## YOUR GOAL
Reproduce all the entries, matching the original word for word.

§

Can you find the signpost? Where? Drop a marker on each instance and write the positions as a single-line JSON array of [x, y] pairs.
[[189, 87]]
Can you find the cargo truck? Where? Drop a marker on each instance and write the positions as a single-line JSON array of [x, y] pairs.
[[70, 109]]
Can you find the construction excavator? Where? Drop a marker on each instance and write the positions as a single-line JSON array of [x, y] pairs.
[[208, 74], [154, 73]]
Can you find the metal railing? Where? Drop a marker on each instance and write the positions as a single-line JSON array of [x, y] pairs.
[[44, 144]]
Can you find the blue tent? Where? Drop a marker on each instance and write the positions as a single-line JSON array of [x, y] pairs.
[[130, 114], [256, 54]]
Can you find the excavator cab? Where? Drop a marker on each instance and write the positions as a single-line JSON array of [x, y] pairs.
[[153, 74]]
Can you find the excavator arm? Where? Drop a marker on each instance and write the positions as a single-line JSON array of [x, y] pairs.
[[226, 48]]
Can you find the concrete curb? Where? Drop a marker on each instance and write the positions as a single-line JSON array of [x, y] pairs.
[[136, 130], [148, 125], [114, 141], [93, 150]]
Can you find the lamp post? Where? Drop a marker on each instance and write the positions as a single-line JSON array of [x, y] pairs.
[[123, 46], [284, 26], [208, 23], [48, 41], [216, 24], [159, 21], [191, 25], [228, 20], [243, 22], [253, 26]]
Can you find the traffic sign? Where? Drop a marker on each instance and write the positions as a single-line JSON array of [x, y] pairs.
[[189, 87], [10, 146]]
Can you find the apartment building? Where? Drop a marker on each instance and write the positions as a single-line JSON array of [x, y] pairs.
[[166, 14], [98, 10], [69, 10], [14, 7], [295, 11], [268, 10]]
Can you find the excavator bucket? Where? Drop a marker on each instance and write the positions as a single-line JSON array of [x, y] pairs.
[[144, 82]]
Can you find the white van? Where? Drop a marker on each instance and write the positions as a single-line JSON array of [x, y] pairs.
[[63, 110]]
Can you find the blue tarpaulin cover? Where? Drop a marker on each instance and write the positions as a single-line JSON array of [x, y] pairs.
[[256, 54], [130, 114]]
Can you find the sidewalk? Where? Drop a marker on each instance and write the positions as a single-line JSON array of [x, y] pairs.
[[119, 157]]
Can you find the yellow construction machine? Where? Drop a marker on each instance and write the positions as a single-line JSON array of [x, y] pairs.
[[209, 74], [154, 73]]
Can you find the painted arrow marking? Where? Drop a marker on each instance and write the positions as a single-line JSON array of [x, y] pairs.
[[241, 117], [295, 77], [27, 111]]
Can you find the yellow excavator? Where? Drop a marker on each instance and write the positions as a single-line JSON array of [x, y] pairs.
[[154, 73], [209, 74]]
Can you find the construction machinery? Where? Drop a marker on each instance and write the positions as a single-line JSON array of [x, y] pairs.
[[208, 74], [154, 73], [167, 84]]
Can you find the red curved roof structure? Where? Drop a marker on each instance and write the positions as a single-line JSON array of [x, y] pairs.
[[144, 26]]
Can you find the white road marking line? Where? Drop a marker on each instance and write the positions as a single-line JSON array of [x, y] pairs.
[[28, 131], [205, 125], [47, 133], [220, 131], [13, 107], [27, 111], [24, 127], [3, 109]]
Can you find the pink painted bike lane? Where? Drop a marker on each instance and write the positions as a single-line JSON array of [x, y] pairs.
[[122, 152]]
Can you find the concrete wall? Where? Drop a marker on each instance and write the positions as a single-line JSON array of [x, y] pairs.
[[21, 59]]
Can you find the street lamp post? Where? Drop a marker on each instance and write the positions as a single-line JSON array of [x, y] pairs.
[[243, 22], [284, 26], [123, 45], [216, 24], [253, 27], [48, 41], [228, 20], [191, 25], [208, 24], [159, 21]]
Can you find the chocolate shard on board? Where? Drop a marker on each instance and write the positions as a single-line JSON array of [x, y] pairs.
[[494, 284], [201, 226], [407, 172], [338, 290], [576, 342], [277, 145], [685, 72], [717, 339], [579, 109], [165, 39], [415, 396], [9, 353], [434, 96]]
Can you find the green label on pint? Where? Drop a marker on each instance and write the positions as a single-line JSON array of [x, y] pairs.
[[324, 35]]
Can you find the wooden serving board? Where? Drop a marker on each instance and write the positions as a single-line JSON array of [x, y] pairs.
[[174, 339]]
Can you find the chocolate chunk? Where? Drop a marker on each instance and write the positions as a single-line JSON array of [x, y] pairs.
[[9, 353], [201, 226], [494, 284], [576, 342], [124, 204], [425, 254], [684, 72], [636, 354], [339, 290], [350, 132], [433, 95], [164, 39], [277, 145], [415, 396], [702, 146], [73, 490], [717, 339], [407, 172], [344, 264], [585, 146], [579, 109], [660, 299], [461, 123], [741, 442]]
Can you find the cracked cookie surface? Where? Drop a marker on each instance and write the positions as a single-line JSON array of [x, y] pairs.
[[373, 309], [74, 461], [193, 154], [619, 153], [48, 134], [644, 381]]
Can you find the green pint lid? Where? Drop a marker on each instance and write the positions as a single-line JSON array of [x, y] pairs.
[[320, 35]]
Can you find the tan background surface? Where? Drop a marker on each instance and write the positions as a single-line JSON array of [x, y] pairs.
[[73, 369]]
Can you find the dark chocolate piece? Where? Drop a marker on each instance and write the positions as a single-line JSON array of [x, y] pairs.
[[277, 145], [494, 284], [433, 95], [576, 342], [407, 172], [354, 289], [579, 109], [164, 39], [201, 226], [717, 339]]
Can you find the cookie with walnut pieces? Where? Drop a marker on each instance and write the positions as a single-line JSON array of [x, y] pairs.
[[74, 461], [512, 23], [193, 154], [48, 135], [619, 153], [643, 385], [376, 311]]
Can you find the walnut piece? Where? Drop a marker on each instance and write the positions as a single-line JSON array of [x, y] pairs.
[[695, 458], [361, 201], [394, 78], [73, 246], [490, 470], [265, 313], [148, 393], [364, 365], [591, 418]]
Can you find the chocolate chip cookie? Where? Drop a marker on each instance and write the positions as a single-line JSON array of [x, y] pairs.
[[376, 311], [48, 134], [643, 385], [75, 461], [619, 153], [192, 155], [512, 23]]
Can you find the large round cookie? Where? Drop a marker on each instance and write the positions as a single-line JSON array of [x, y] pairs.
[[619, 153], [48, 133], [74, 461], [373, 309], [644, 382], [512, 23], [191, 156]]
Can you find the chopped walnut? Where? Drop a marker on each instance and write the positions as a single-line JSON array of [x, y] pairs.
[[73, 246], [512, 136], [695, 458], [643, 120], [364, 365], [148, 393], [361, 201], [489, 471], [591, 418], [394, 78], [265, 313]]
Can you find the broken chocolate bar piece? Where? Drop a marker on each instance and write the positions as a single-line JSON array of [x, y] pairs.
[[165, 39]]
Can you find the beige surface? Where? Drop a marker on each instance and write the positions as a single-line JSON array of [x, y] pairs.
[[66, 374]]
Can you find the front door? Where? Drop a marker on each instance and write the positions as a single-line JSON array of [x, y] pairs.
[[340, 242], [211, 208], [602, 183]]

§

## ANSWER SECTION
Can you find the signpost? Where? Drop a marker on each instance and write the positions as a single-line JSON array of [x, y] pairs.
[[189, 87]]
Can you find the cargo truck? Where? Drop a marker on each instance and write the positions as a single-line JSON array of [x, y] pairs.
[[70, 109]]
Can you find the construction excavator? Where? Drop a marker on each instance and write the positions as a single-line JSON array of [x, y] pairs.
[[208, 74], [154, 73]]
Can you find the metal railing? Where? Drop a marker on each instance and write the positions as a single-line JSON array of [x, y] pairs.
[[44, 144]]
Can you find the blue tent? Where? Drop a marker on each instance and write the positions as a single-line JSON array of [x, y] pairs.
[[130, 114], [256, 54]]
Can you find the excavator cab? Where? Drop a marker on each instance and write the positions as a single-line JSON array of [x, y] pairs.
[[153, 74]]
Can you find the excavator arm? Where? Drop a marker on each instance and write the positions as a single-line JSON array of [x, y] pairs.
[[226, 48]]
Can you find the concrete curb? Where? Drop a marker on each instance and write the positions as a single-line JSON array of [x, y] pairs.
[[136, 130], [148, 125], [114, 141], [93, 150]]
Can you find the lamp post? Where? Drop a marker on each instance and write the positions as a single-line JSON array of [x, y] pairs.
[[123, 46], [284, 26], [208, 23], [48, 41], [216, 24], [159, 21], [191, 25], [228, 20], [243, 22], [253, 26]]
Can you find the traffic sign? Where? Drop a marker on each instance and write the positions as a single-line JSON array of [x, y] pairs.
[[189, 87], [10, 146]]
Can you find the apartment building? Where? Drop a marker on each instance and write the positions as a single-line JSON array of [x, y] pairs.
[[166, 14], [98, 10], [69, 10], [14, 7], [295, 11], [268, 10]]
Can you find the excavator bucket? Where? Drop a marker on each instance and write the positions as a single-line JSON array of [x, y] pairs.
[[144, 82]]
Can you find the white van? Where? Drop a marker on each instance and write the positions as a single-line JSON array of [x, y] pairs.
[[63, 110]]
Can you find the blue tarpaulin cover? Where? Drop a marker on each instance and write the positions as a single-line JSON array of [x, y] pairs.
[[256, 54], [130, 114]]
Can you find the sidewalk? Where? Drop a marker on each instance and write the positions as a single-line JSON array of [x, y] pairs.
[[119, 157]]
Can you find the yellow construction machine? Where? Drop a marker on each instance and write the positions as a single-line JSON array of [x, y] pairs.
[[209, 74], [154, 73]]
Can you find the painted arrow marking? Where? Drop a marker on each instance and write the positions as a single-line JSON array of [x, y] pairs.
[[241, 117], [295, 77], [27, 111]]
Can you find the yellow excavator? Where? Drop a marker on each instance and write the positions as a single-line JSON array of [x, y] pairs.
[[154, 73], [209, 74]]
Can you find the construction machinery? Where? Drop a marker on each instance and write the positions as a single-line JSON array of [x, y] pairs.
[[208, 74], [154, 73], [167, 84]]
Can you find the red curved roof structure? Where? Drop a marker on each instance and write the positions as a single-line JSON array of [x, y] pairs.
[[144, 26]]
Can you find the white road marking line? Where? Drop a marker on each instance and write the positions as a single-line JSON array of [x, y] pairs.
[[28, 131], [205, 125], [47, 133], [220, 131], [13, 107], [27, 111], [24, 127], [3, 109]]
Can you find the pink painted bike lane? Where? Drop a marker on each instance and write the positions as a single-line JSON array of [x, y] pairs.
[[122, 152]]
Can you find the concrete wall? Where? Drop a marker on each instance and write the positions as a single-line JSON array of [x, y] pairs.
[[21, 59]]
Can you find the street lamp post? Where? Drop a marker on each instance and write the positions as a single-line JSON array of [x, y] pairs.
[[243, 22], [284, 26], [123, 45], [216, 24], [253, 27], [48, 41], [228, 20], [191, 25], [208, 24], [159, 21]]
Can you find the chocolate shard on board? Where? Drop a marker on each instance and write the positions as a single-line JSON array of [x, y] pairs.
[[494, 284], [201, 226], [407, 172], [338, 290], [576, 342], [277, 145], [685, 72], [717, 339], [579, 109], [165, 39], [415, 396], [9, 353], [434, 96]]
Can you find the green label on pint? Where? Drop a marker on each instance and write the positions as a single-line JSON array of [x, y] pairs.
[[324, 35]]
Can you find the wooden serving board? Where? Drop a marker on each instance and write the positions as a single-line JSON array of [x, y] pairs.
[[174, 339]]
Can you find the chocolate chunk? Where? Drop a marker on each instance and write the positions as a single-line JSON array of [x, y] pairs.
[[9, 353], [201, 226], [494, 284], [576, 342], [124, 204], [425, 254], [684, 72], [636, 354], [339, 290], [350, 132], [433, 95], [164, 39], [277, 145], [415, 396], [702, 146], [73, 490], [717, 339], [407, 172], [344, 264], [585, 146], [579, 109], [660, 299], [461, 123], [741, 442]]
Can you find the cracked cookie surface? Where? Drop a marker on each instance and write the positions as a single-line JSON array of [x, y] pairs.
[[373, 309], [74, 461], [193, 154], [619, 153], [48, 134], [644, 381]]
Can you find the green pint lid? Where? Drop a marker on each instance and write the positions as a single-line JSON array of [x, y] pairs.
[[320, 35]]
Can you find the tan background surface? Where? Drop a marker on each instance and write the positions as a single-line JSON array of [x, y] pairs.
[[73, 369]]
Can you find the dark chocolate piece? Where? Drop a marker on each instance and write the positions as a single-line JSON array of [x, y] pairs.
[[277, 145], [494, 284], [433, 95], [576, 342], [407, 172], [354, 289], [579, 109], [164, 39], [201, 226], [717, 339]]
Can you find the cookie with walnut pieces? Where? Drop a marker on each instance and write the positions as a single-line JSON array of [x, y] pairs.
[[74, 461], [512, 23], [193, 154], [48, 135], [619, 153], [643, 385], [376, 311]]
Can you find the walnut piece? Where? Drop a marker on each instance and write the positions as a single-line JSON array of [x, y] pairs.
[[695, 458], [361, 201], [394, 78], [73, 246], [490, 470], [265, 313], [148, 393], [364, 365], [591, 418]]
Can you find the chocolate chip cookie? Where? Drop a marker on each instance and write the positions as a single-line JSON array of [x, y] pairs.
[[376, 311], [48, 134], [643, 385], [75, 461], [619, 153], [192, 155], [512, 23]]
Can you find the large round cookie? Where? Drop a marker on each instance and write the positions as a single-line JSON array of [x, y] pairs.
[[619, 153], [48, 133], [74, 461], [373, 309], [644, 382], [512, 23], [191, 156]]
Can you find the chopped walnut? Where? Drop a marker on each instance and write the positions as a single-line JSON array of [x, y] pairs.
[[73, 246], [512, 136], [695, 458], [643, 120], [364, 365], [148, 393], [361, 201], [489, 471], [591, 418], [394, 78], [265, 313]]
Can you find the broken chocolate bar piece? Where? Drop a marker on each instance and write the positions as a single-line JSON array of [x, y] pairs.
[[165, 39]]
Can you find the beige surface? Where? Drop a marker on each instance and write the positions as a single-line JSON array of [x, y] pairs.
[[66, 374]]
Can you find the front door? Where? Drop a marker on each instance and write the positions as a single-line JSON array of [x, y] pairs.
[[340, 242], [211, 208], [602, 183]]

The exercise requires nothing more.